- **Quoted passage**
# Does anyone seal their patio/driveway?



## rockinmylawn (Mar 25, 2018)

Looking for feedback on if home owners seal their patio/driveway concrete - specifically aggregated concrete - on a regular basis.

If yes or no - what are benefits or no benefits?

We built our house 5 years ago & started noticing some tiny fracture cracks between abutting joints to building or brick surfaces.

Wondering if sealing should have been done.


----------



## pennstater2005 (Jul 17, 2017)

Funny you posted this. I haven't in nearly 4 years but was recently considering it again. The base is the most important part of the driveway. If it's done poorly it will crack and crumble. Mine must've been done well as it is in great shape. I probably won't do so again. Interesting article below.

https://www.washingtonpost.com/news/where-we-live/wp/2016/08/16/why-sealing-your-blacktop-driveway-is-pointless/?noredirect=on&utm_term=.d0ed0f81930b


----------



## rockinmylawn (Mar 25, 2018)

pennstater2005 said:


> Funny you posted this. I haven't in nearly 4 years but was recently considering it again. The base is the most important part of the driveway. If it's done poorly it will crack and crumble. Mine must've been done well as it is in great shape. I probably won't do so again. Interesting article below.
> 
> https://www.washingtonpost.com/news/where-we-live/wp/2016/08/16/why-sealing-your-blacktop-driveway-is-pointless/?noredirect=on&utm_term=.d0ed0f81930b


@pennstater2005 Thanks for the article - but it addresses asphalt I believe.
Wonder if concrete is the same?
Mine is by no means crumbling -far from it - but can't be too careful or proactive.

- **Task directions**
Answer these questions about the driveway sealing thread, one per line:
1. How many years ago was rockinmylawn's house built?
2. What does pennstater2005 call the most important part of the driveway?
3. What surface does rockinmylawn believe the linked article addresses?

- **Recorded data**
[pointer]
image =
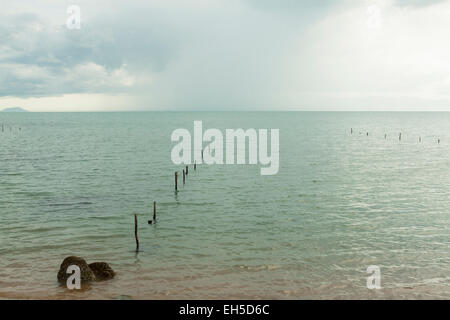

- **Response to this task**
1. Five years ago.
2. The base.
3. Asphalt.